Work to complete —
Would you repeat exactly the part of the listing below that runs from the line containing "Target: support column" down to the line containing "[indicate] one point per instance, sample <point>74,40</point>.", inclusive, and nothing else?

Material provided —

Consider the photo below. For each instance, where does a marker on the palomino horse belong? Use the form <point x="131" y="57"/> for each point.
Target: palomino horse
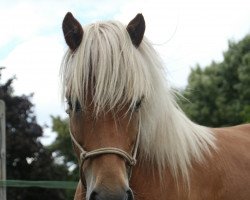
<point x="131" y="138"/>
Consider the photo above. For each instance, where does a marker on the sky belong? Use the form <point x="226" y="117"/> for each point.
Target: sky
<point x="184" y="32"/>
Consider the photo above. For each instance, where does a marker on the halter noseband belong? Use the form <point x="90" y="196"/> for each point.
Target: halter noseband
<point x="84" y="155"/>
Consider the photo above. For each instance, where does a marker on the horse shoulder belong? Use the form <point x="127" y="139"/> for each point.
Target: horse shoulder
<point x="232" y="161"/>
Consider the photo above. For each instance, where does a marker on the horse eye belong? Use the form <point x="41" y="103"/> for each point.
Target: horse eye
<point x="77" y="106"/>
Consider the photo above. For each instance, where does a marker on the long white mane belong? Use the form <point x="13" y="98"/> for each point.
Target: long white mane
<point x="107" y="61"/>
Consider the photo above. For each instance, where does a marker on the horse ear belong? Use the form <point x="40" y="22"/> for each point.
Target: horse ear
<point x="72" y="30"/>
<point x="136" y="29"/>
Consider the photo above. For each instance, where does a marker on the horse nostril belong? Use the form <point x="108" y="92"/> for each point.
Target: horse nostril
<point x="93" y="196"/>
<point x="130" y="195"/>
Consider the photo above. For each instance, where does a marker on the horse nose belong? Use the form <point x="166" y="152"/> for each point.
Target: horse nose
<point x="104" y="195"/>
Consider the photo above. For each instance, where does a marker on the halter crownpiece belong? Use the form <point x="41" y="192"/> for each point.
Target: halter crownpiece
<point x="84" y="155"/>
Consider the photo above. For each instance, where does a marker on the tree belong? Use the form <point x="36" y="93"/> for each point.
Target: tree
<point x="219" y="94"/>
<point x="27" y="158"/>
<point x="62" y="146"/>
<point x="63" y="150"/>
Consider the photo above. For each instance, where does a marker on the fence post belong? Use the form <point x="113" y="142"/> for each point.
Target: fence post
<point x="2" y="150"/>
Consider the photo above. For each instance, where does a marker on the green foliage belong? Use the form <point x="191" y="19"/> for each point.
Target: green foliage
<point x="219" y="94"/>
<point x="27" y="158"/>
<point x="62" y="147"/>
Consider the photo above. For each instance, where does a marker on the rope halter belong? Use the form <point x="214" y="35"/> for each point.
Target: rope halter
<point x="84" y="155"/>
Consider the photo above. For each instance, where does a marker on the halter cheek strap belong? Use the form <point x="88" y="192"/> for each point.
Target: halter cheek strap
<point x="84" y="155"/>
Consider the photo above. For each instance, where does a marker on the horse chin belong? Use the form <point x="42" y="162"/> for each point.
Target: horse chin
<point x="103" y="190"/>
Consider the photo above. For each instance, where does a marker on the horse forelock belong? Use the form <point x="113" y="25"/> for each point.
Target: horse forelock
<point x="107" y="65"/>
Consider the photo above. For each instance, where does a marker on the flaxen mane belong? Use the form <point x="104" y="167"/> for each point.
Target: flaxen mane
<point x="120" y="74"/>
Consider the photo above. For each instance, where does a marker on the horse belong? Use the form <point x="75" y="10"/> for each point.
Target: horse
<point x="131" y="138"/>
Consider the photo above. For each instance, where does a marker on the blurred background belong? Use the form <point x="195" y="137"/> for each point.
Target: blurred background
<point x="205" y="46"/>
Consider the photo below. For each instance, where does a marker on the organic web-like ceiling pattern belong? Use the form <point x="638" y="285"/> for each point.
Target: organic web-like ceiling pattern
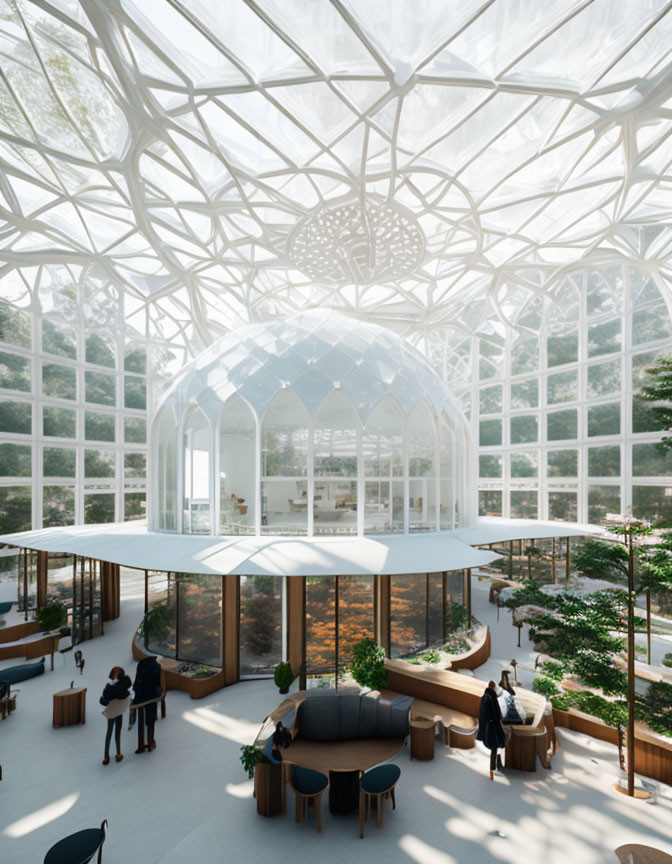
<point x="420" y="162"/>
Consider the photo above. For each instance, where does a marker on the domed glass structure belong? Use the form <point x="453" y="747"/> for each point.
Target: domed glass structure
<point x="315" y="424"/>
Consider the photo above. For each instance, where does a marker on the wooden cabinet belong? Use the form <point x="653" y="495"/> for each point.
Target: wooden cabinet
<point x="70" y="707"/>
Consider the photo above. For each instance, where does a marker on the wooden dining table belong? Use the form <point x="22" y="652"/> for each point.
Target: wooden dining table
<point x="343" y="762"/>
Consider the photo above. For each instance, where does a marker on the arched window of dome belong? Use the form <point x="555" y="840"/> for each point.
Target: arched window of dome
<point x="447" y="459"/>
<point x="166" y="437"/>
<point x="284" y="466"/>
<point x="335" y="459"/>
<point x="422" y="473"/>
<point x="237" y="467"/>
<point x="384" y="461"/>
<point x="197" y="454"/>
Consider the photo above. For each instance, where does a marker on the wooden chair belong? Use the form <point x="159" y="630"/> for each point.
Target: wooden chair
<point x="308" y="787"/>
<point x="7" y="699"/>
<point x="377" y="783"/>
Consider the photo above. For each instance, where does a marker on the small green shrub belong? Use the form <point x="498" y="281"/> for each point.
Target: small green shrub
<point x="368" y="664"/>
<point x="53" y="616"/>
<point x="545" y="686"/>
<point x="552" y="669"/>
<point x="457" y="646"/>
<point x="283" y="676"/>
<point x="251" y="757"/>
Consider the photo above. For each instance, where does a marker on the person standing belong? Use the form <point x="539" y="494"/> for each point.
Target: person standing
<point x="147" y="691"/>
<point x="115" y="698"/>
<point x="490" y="726"/>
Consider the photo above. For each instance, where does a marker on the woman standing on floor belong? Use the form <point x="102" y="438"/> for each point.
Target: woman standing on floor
<point x="490" y="726"/>
<point x="115" y="698"/>
<point x="147" y="689"/>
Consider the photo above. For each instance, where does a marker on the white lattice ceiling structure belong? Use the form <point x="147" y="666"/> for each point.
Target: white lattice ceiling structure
<point x="419" y="162"/>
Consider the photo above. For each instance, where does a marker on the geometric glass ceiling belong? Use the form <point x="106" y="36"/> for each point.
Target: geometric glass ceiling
<point x="421" y="163"/>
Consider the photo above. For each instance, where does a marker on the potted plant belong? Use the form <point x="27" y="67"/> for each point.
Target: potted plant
<point x="53" y="616"/>
<point x="368" y="664"/>
<point x="283" y="676"/>
<point x="267" y="779"/>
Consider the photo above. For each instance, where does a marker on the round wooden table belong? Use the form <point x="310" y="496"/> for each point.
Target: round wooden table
<point x="78" y="848"/>
<point x="422" y="738"/>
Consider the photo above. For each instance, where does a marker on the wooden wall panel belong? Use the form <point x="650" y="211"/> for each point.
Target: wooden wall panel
<point x="41" y="579"/>
<point x="382" y="588"/>
<point x="295" y="623"/>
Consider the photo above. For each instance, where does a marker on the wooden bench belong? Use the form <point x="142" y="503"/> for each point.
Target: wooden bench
<point x="535" y="739"/>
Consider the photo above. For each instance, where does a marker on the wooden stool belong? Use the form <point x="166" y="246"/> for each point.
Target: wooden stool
<point x="422" y="738"/>
<point x="70" y="707"/>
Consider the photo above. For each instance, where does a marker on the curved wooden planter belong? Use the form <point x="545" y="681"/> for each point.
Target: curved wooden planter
<point x="197" y="688"/>
<point x="478" y="654"/>
<point x="463" y="694"/>
<point x="653" y="755"/>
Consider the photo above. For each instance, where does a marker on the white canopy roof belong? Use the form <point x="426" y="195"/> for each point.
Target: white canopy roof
<point x="492" y="529"/>
<point x="132" y="545"/>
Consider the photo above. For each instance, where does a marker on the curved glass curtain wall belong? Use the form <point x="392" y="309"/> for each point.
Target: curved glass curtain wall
<point x="330" y="476"/>
<point x="553" y="398"/>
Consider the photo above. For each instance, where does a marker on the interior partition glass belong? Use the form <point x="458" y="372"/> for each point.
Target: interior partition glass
<point x="237" y="472"/>
<point x="320" y="626"/>
<point x="284" y="467"/>
<point x="196" y="509"/>
<point x="408" y="614"/>
<point x="421" y="437"/>
<point x="199" y="619"/>
<point x="161" y="620"/>
<point x="86" y="616"/>
<point x="260" y="624"/>
<point x="60" y="585"/>
<point x="383" y="457"/>
<point x="335" y="467"/>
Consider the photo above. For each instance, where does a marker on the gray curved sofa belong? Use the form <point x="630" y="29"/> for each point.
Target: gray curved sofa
<point x="331" y="715"/>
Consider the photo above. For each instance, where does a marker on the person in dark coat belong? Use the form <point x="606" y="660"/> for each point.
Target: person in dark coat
<point x="115" y="698"/>
<point x="490" y="726"/>
<point x="147" y="689"/>
<point x="505" y="684"/>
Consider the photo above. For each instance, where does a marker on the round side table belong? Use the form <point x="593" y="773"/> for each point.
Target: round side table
<point x="422" y="738"/>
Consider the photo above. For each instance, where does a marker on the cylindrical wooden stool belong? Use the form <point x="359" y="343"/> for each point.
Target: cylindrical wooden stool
<point x="70" y="706"/>
<point x="422" y="738"/>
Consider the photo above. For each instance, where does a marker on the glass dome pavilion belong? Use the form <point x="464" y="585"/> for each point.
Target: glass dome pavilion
<point x="315" y="424"/>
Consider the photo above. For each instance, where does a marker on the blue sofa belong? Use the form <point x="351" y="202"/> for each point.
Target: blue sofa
<point x="22" y="673"/>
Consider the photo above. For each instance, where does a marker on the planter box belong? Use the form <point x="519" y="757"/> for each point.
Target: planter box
<point x="653" y="754"/>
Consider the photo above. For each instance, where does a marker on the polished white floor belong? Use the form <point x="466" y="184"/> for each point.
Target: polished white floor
<point x="189" y="801"/>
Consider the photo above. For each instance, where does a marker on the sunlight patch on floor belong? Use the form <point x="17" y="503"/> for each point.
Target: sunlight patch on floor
<point x="41" y="817"/>
<point x="240" y="731"/>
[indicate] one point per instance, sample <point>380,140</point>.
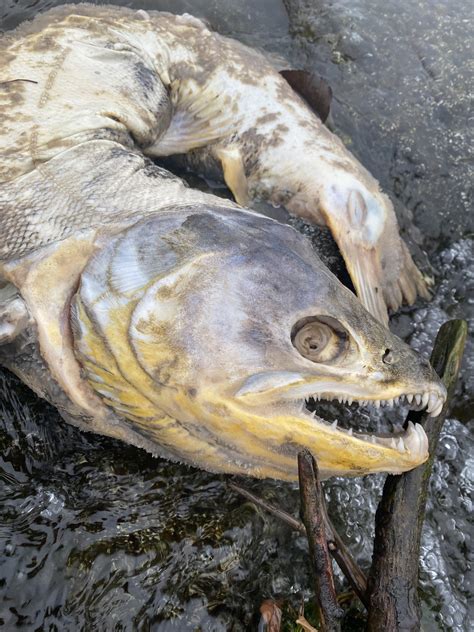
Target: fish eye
<point>319,338</point>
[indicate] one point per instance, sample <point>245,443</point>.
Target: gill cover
<point>206,328</point>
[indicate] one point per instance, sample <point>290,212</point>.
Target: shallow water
<point>96,535</point>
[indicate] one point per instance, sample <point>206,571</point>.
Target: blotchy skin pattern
<point>163,316</point>
<point>163,84</point>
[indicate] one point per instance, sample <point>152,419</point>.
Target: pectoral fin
<point>312,88</point>
<point>14,316</point>
<point>201,116</point>
<point>234,172</point>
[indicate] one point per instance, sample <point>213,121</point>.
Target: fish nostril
<point>388,357</point>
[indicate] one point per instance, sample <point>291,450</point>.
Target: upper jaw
<point>427,395</point>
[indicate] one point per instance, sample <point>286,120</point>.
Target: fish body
<point>157,314</point>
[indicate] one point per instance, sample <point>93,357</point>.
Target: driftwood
<point>393,580</point>
<point>336,546</point>
<point>312,499</point>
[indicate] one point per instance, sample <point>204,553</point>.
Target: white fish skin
<point>160,84</point>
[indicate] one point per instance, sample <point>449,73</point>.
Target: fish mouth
<point>365,451</point>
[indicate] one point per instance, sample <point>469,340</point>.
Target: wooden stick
<point>336,546</point>
<point>311,494</point>
<point>393,579</point>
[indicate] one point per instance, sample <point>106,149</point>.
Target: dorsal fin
<point>312,88</point>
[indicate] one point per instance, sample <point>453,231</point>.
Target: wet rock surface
<point>98,535</point>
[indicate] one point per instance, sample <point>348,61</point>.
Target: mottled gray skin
<point>168,85</point>
<point>157,314</point>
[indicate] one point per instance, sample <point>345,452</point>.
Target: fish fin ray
<point>234,172</point>
<point>200,118</point>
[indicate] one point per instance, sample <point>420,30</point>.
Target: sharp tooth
<point>433,403</point>
<point>437,410</point>
<point>424,443</point>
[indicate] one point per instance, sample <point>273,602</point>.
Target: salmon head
<point>208,329</point>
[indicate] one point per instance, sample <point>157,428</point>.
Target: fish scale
<point>167,317</point>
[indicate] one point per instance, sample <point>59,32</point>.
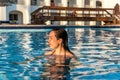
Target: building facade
<point>19,11</point>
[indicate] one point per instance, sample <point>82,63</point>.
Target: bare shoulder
<point>49,53</point>
<point>70,54</point>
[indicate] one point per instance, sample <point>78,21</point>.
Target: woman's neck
<point>60,50</point>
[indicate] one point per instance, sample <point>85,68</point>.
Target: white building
<point>19,11</point>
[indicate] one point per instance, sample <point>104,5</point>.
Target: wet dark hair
<point>61,33</point>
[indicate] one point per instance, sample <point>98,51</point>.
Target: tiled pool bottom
<point>98,49</point>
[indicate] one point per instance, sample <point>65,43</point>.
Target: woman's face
<point>53,41</point>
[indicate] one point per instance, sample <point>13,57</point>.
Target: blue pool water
<point>97,49</point>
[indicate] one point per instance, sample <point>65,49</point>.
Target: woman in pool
<point>60,55</point>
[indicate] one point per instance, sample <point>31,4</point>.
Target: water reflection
<point>97,49</point>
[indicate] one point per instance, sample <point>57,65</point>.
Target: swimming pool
<point>97,49</point>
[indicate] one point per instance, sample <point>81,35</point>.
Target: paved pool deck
<point>53,26</point>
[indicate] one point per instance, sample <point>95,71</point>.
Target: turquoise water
<point>97,49</point>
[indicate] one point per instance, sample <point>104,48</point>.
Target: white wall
<point>3,13</point>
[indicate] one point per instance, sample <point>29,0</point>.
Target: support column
<point>3,13</point>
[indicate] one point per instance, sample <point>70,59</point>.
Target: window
<point>52,3</point>
<point>34,2</point>
<point>87,3</point>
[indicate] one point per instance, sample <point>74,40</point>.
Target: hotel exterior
<point>19,11</point>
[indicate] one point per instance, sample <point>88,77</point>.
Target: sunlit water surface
<point>98,51</point>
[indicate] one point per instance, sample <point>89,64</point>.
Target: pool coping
<point>53,26</point>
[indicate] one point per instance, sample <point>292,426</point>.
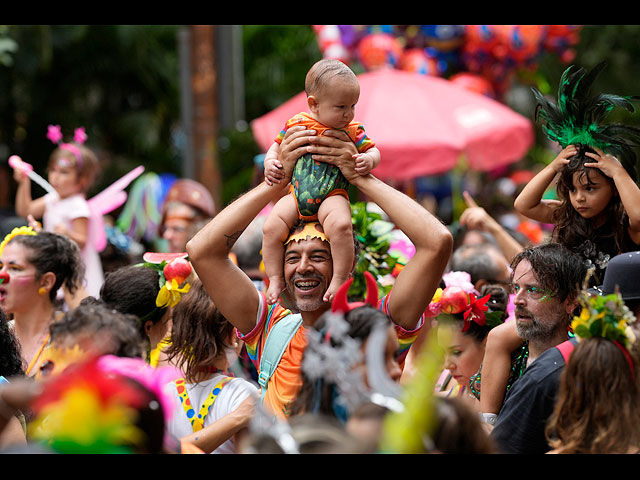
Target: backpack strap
<point>274,346</point>
<point>197,420</point>
<point>565,349</point>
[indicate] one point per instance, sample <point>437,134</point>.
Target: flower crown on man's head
<point>173,270</point>
<point>604,316</point>
<point>14,233</point>
<point>460,297</point>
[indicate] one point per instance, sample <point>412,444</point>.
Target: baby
<point>318,190</point>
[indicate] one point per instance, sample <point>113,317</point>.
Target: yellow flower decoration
<point>170,293</point>
<point>604,316</point>
<point>14,233</point>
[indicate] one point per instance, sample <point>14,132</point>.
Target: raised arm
<point>530,202</point>
<point>417,282</point>
<point>476,217</point>
<point>228,286</point>
<point>25,205</point>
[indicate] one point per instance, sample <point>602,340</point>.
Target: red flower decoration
<point>475,311</point>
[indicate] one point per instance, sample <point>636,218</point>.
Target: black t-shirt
<point>528,405</point>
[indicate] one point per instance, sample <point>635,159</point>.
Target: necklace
<point>37,351</point>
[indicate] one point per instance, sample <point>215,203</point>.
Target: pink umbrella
<point>422,125</point>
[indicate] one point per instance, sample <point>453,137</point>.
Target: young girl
<point>597,214</point>
<point>72,171</point>
<point>211,407</point>
<point>318,190</point>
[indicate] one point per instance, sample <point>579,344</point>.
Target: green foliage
<point>374,234</point>
<point>118,81</point>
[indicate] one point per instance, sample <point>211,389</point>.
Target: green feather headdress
<point>578,117</point>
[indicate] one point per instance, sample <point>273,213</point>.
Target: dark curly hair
<point>118,330</point>
<point>199,332</point>
<point>597,406</point>
<point>50,252</point>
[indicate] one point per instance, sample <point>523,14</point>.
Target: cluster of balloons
<point>483,58</point>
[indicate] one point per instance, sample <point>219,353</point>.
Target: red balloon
<point>473,82</point>
<point>521,43</point>
<point>379,50</point>
<point>416,60</point>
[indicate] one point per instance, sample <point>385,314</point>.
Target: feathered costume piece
<point>578,116</point>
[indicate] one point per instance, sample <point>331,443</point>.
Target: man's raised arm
<point>414,287</point>
<point>228,286</point>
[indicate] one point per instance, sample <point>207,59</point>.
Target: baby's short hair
<point>322,72</point>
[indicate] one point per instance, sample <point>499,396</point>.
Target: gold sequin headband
<point>311,230</point>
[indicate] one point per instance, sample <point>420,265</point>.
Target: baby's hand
<point>273,172</point>
<point>364,163</point>
<point>562,159</point>
<point>608,164</point>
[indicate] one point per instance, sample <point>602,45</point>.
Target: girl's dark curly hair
<point>199,332</point>
<point>362,320</point>
<point>50,252</point>
<point>571,229</point>
<point>597,407</point>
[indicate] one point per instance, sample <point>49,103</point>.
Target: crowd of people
<point>483,344</point>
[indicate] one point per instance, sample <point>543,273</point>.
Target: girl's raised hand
<point>562,159</point>
<point>606,163</point>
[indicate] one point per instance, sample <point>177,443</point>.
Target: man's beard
<point>303,303</point>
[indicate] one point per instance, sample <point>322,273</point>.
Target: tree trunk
<point>204,80</point>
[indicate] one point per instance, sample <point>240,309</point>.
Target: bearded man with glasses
<point>546,280</point>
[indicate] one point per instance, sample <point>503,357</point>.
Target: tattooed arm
<point>228,286</point>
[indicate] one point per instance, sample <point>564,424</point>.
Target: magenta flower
<point>54,134</point>
<point>79,135</point>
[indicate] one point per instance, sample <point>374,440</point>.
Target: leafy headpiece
<point>578,117</point>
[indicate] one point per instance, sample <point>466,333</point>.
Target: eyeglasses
<point>532,291</point>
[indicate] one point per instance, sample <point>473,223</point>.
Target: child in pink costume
<point>318,191</point>
<point>72,170</point>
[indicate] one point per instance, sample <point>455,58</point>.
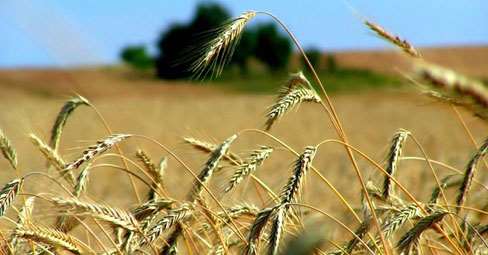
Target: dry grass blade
<point>173,217</point>
<point>208,169</point>
<point>249,166</point>
<point>289,101</point>
<point>210,147</point>
<point>292,188</point>
<point>276,230</point>
<point>49,236</point>
<point>294,80</point>
<point>8,150</point>
<point>392,160</point>
<point>218,52</point>
<point>82,181</point>
<point>469,175</point>
<point>403,44</point>
<point>8,194</point>
<point>99,148</point>
<point>53,158</point>
<point>411,238</point>
<point>67,109</point>
<point>155,172</point>
<point>256,230</point>
<point>109,214</point>
<point>360,232</point>
<point>446,182</point>
<point>398,219</point>
<point>455,88</point>
<point>151,207</point>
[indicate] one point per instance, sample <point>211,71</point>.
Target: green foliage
<point>137,57</point>
<point>273,48</point>
<point>178,44</point>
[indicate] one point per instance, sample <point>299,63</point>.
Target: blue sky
<point>79,32</point>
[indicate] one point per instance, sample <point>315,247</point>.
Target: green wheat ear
<point>217,52</point>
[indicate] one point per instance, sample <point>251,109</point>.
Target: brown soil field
<point>30,101</point>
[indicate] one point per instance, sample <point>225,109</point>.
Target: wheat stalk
<point>392,160</point>
<point>469,175</point>
<point>218,52</point>
<point>288,101</point>
<point>257,228</point>
<point>302,164</point>
<point>249,166</point>
<point>276,229</point>
<point>208,169</point>
<point>8,150</point>
<point>173,217</point>
<point>151,207</point>
<point>63,115</point>
<point>412,237</point>
<point>53,158</point>
<point>297,79</point>
<point>403,44</point>
<point>49,236</point>
<point>210,147</point>
<point>113,215</point>
<point>8,194</point>
<point>398,219</point>
<point>99,148</point>
<point>455,88</point>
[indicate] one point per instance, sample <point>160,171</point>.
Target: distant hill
<point>119,81</point>
<point>469,60</point>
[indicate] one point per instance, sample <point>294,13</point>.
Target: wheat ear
<point>293,186</point>
<point>8,194</point>
<point>172,218</point>
<point>392,160</point>
<point>289,101</point>
<point>403,44</point>
<point>208,169</point>
<point>469,175</point>
<point>53,158</point>
<point>99,148</point>
<point>49,236</point>
<point>218,52</point>
<point>455,88</point>
<point>109,214</point>
<point>63,115</point>
<point>257,228</point>
<point>210,147</point>
<point>8,150</point>
<point>398,219</point>
<point>411,238</point>
<point>249,166</point>
<point>276,230</point>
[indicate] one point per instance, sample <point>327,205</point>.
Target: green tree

Written answer —
Target: support column
<point>3,13</point>
[indicate] one point per instance, sample <point>70,59</point>.
Target: window
<point>52,3</point>
<point>34,2</point>
<point>87,3</point>
[indicate] one point per instance, sample <point>74,40</point>.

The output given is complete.